> THE EXERCISE
Put the lines from the one containing "Tag every instance of the statue" through the last line into a Markdown table with the columns Row and Line, leaving out blank lines.

========================================

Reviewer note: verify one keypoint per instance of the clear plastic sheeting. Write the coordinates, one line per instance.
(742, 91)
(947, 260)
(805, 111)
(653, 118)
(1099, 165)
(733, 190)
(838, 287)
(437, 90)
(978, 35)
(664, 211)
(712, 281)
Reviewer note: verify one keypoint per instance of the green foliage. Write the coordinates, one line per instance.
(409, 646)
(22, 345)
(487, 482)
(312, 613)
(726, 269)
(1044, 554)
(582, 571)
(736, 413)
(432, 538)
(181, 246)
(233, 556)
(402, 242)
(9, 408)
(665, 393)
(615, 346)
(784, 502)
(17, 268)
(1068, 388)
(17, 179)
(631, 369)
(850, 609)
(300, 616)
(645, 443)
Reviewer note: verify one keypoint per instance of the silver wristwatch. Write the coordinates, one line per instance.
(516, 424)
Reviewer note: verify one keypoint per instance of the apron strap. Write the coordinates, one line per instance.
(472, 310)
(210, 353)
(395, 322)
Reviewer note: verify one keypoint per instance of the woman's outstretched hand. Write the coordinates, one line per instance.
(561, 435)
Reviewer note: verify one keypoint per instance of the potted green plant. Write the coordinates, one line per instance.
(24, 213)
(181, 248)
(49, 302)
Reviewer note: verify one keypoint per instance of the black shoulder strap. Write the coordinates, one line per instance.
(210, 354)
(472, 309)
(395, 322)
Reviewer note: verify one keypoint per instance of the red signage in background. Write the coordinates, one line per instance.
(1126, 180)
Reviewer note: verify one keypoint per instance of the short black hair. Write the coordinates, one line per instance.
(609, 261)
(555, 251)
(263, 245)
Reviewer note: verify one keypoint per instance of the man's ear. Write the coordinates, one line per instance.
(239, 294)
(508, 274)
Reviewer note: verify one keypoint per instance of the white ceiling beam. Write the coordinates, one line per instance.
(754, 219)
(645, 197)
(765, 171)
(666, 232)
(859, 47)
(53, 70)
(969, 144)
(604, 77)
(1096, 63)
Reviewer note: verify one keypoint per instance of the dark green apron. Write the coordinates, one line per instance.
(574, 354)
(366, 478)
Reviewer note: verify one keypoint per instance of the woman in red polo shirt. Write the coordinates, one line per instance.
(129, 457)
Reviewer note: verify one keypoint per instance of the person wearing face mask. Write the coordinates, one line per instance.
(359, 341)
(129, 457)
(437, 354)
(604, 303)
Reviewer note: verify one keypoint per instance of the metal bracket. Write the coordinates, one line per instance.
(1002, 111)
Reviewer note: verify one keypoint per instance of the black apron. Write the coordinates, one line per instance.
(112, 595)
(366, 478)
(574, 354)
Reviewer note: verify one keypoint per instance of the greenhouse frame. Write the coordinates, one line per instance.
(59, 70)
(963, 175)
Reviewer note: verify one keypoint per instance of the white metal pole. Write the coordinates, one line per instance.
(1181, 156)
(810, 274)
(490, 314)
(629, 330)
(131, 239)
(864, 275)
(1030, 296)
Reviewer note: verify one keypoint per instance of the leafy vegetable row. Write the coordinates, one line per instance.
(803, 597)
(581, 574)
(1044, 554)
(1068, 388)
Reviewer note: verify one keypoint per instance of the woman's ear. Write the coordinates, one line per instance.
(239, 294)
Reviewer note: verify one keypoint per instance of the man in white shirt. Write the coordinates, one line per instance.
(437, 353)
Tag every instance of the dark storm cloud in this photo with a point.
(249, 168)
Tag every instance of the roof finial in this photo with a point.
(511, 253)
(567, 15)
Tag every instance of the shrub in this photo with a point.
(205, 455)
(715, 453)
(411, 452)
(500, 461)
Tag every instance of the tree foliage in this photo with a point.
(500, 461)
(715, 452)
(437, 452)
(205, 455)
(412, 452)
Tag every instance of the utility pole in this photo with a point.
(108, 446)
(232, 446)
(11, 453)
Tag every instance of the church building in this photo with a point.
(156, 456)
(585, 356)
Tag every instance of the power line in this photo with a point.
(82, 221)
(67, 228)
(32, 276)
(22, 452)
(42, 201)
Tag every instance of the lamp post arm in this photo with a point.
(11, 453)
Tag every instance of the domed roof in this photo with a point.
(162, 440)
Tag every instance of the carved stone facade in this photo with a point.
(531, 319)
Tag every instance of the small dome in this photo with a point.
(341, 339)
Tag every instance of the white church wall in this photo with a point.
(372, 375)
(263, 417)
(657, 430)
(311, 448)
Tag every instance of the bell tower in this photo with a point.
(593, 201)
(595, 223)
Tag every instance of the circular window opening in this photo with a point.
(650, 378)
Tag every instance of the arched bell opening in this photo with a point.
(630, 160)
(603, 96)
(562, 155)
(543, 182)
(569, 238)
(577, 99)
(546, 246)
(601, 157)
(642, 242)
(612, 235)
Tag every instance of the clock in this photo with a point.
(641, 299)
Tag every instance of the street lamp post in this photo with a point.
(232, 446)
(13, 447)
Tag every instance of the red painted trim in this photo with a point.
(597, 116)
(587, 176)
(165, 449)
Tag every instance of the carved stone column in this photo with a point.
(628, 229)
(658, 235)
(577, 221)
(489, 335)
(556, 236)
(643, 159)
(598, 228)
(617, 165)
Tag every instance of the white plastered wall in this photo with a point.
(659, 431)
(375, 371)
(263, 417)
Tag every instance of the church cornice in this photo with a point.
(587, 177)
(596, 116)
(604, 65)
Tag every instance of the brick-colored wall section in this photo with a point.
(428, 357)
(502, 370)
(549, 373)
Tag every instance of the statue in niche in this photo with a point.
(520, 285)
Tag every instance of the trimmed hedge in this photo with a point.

========================================

> RESULT OF THE EXERCISE
| Row | Line |
|---|---|
| 1 | Tag every instance of the statue in niche in this photo with a point. |
| 2 | (520, 285) |
| 3 | Tag every instance of the trimmed hedge in this photo with a point. |